Image point grounding data
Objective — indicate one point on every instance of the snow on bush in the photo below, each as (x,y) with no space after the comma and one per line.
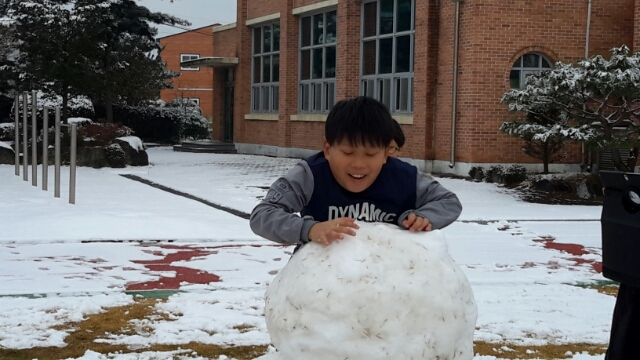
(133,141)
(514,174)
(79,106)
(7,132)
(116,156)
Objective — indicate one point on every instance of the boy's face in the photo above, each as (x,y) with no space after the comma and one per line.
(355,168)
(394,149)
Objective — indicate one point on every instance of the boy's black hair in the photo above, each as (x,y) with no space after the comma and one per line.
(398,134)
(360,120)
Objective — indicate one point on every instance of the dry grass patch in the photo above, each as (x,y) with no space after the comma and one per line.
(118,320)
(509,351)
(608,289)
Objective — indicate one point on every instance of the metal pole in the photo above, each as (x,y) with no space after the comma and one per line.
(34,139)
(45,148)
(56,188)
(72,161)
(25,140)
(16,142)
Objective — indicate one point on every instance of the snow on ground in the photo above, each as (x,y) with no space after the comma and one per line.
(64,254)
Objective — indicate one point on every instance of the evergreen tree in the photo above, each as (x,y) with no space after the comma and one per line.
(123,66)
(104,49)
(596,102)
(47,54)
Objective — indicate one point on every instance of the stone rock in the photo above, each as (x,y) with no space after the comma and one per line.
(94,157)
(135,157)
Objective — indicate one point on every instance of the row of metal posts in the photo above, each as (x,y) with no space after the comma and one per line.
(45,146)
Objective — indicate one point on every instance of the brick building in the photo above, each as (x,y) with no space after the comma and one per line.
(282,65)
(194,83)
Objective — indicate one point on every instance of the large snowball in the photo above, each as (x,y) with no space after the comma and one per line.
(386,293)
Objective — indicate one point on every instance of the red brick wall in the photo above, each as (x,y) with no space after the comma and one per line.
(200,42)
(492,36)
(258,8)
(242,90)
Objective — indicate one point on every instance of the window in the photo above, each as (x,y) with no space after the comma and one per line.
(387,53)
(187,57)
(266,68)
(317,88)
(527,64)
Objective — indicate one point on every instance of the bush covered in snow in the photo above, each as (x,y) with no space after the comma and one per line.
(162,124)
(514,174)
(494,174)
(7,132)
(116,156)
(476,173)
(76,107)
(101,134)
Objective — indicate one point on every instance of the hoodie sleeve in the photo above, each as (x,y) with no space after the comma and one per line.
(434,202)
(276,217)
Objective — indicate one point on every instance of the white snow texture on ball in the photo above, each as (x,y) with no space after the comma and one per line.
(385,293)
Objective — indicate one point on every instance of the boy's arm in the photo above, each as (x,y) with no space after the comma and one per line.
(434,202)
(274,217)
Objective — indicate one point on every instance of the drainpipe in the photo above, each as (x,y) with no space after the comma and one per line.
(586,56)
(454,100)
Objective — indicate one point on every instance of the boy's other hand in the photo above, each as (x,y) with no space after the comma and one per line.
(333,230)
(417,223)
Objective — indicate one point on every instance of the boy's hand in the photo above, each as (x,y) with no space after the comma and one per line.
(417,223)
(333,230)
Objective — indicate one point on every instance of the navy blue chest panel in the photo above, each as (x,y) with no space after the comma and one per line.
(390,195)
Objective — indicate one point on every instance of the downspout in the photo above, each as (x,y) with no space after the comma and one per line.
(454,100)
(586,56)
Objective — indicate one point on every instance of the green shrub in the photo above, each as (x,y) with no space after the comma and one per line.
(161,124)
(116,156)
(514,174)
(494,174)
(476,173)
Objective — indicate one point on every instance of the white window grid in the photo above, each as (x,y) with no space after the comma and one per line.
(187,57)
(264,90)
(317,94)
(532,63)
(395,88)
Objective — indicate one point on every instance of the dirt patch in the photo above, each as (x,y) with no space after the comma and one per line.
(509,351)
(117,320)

--

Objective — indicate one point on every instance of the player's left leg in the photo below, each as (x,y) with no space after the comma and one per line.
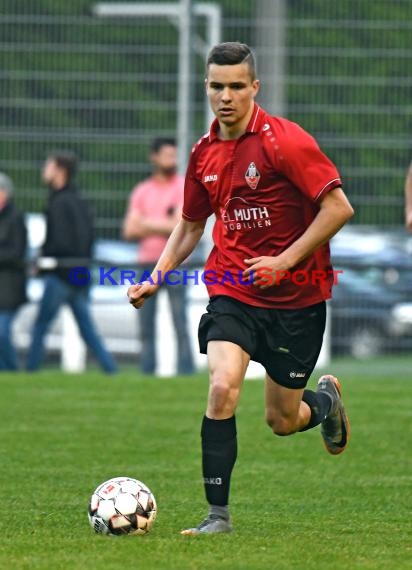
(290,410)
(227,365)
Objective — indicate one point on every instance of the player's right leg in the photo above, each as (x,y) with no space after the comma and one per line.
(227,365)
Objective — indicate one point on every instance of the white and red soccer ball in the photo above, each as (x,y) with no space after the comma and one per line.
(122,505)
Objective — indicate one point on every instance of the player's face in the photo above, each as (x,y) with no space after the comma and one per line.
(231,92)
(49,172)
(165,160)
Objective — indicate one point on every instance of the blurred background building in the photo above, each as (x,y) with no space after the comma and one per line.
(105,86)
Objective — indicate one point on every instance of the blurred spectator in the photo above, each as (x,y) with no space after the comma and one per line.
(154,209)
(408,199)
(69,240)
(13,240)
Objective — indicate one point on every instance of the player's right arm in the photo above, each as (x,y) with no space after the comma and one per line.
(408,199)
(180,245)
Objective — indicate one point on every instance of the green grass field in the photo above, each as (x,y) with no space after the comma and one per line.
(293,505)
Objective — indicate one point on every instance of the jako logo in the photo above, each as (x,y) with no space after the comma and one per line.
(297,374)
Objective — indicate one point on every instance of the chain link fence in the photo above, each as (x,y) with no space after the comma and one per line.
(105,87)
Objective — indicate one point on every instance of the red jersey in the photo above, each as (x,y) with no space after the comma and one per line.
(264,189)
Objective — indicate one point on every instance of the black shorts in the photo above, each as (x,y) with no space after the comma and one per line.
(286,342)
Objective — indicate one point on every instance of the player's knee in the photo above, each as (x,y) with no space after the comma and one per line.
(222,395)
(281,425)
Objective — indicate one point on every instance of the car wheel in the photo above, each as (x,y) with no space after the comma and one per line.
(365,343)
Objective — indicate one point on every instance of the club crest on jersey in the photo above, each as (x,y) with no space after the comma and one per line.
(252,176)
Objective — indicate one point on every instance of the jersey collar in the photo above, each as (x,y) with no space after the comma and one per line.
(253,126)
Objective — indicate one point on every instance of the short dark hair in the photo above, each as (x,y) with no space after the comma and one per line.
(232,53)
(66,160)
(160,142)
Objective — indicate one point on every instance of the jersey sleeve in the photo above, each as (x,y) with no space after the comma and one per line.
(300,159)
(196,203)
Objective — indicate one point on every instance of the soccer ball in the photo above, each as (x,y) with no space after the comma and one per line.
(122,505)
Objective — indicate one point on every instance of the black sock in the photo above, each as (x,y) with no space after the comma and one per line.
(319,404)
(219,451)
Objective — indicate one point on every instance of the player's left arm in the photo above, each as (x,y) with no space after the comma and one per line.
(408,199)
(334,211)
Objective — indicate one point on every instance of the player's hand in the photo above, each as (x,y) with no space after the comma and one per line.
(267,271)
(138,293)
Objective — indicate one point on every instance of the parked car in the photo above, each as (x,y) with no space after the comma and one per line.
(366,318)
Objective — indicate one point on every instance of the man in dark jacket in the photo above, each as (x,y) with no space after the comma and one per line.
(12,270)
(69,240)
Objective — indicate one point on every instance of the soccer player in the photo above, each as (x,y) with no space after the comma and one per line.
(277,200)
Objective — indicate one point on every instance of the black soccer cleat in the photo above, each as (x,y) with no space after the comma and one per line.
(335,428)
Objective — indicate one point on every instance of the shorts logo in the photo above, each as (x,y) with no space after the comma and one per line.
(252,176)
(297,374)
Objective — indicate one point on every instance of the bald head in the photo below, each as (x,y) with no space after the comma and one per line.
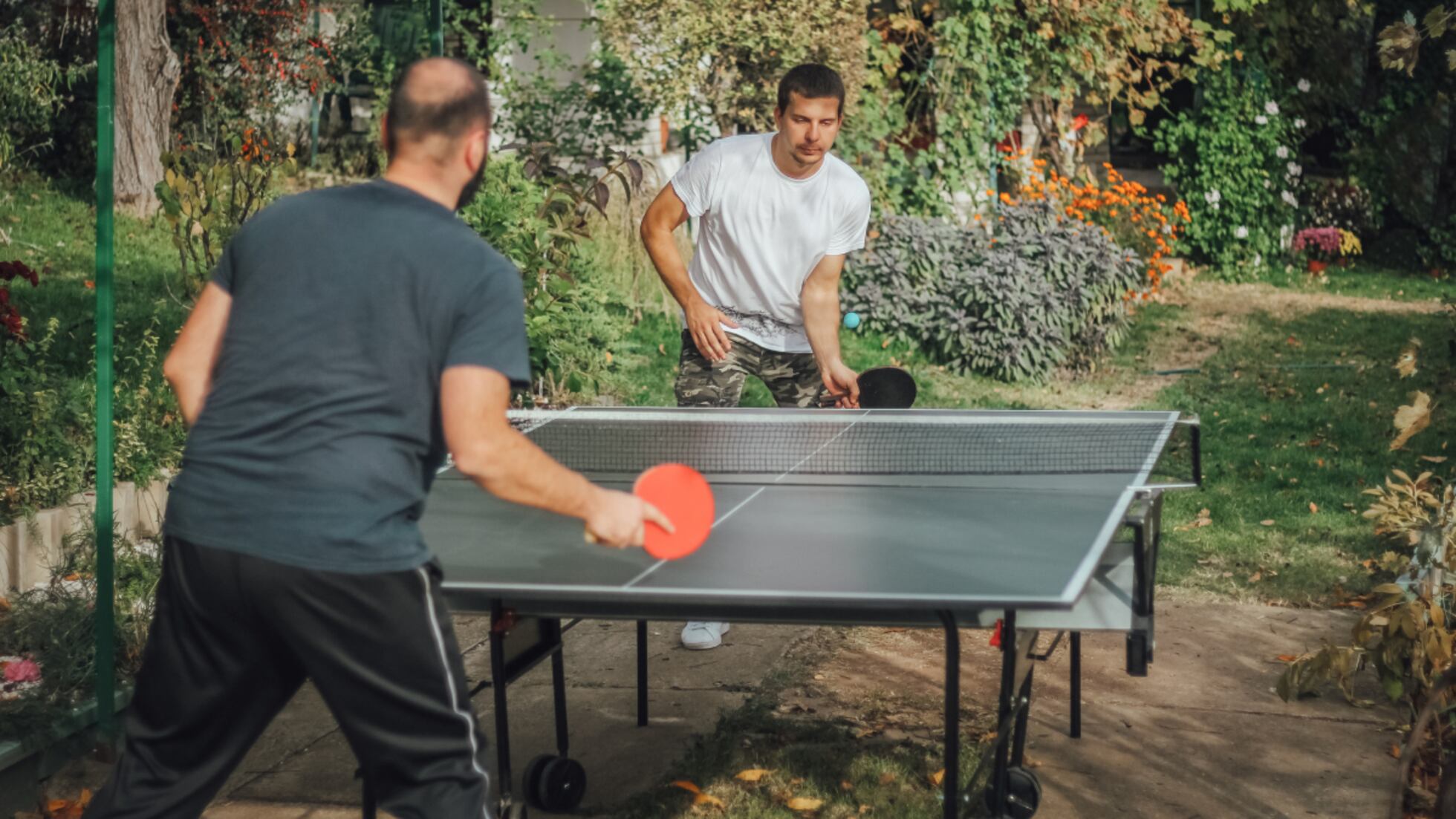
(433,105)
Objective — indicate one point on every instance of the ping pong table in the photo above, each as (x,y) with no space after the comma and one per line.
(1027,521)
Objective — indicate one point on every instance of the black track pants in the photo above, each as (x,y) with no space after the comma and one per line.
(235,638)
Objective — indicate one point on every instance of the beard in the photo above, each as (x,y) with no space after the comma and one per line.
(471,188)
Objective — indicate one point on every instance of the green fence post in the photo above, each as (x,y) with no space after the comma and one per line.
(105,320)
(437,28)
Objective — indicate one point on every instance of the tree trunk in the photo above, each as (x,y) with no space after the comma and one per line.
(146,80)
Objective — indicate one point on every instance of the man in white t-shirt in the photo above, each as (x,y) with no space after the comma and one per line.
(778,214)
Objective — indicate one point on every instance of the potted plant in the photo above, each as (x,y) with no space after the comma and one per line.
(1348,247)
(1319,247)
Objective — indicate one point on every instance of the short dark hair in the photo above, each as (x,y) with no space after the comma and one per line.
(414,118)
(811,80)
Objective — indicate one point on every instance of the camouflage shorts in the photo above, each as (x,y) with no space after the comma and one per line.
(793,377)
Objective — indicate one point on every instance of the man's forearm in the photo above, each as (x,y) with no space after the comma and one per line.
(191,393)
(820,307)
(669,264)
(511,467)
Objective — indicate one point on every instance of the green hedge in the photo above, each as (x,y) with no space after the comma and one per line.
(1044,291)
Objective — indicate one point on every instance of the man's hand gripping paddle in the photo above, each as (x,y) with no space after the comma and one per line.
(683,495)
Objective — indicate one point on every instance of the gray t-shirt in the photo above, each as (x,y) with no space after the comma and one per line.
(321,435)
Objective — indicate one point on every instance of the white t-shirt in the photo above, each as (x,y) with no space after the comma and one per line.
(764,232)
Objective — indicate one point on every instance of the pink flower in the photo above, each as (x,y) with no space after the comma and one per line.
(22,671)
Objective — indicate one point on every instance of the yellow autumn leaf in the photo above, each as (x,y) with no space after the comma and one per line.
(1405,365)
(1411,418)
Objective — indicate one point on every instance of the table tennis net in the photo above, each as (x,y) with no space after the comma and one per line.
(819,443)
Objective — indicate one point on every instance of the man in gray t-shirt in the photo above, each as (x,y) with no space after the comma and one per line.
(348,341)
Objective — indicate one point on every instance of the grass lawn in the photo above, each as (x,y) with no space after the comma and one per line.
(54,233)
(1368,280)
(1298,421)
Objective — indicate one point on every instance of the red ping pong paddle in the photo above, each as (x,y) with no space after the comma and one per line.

> **Work to be completed**: Among the records above, only the lines between the line holding "man in gray" and the line holding "the red ping", inclusive, are to be output, exactly as written.

> **Final answer**:
Objective — indicate one point on every instance of the man in gray t-shirt in the photo above, each as (x,y) with no space after the comma and one per line.
(348,341)
Objective — indicate one point on every instance of the grass lawn in the photo above, each as (x,y) with no space after the comma and one per line.
(54,233)
(1368,280)
(1298,421)
Objective — indicate one point on every instance of the red ping pong paddle in the photo above, each as (x,y) with no space after the comma and one per line.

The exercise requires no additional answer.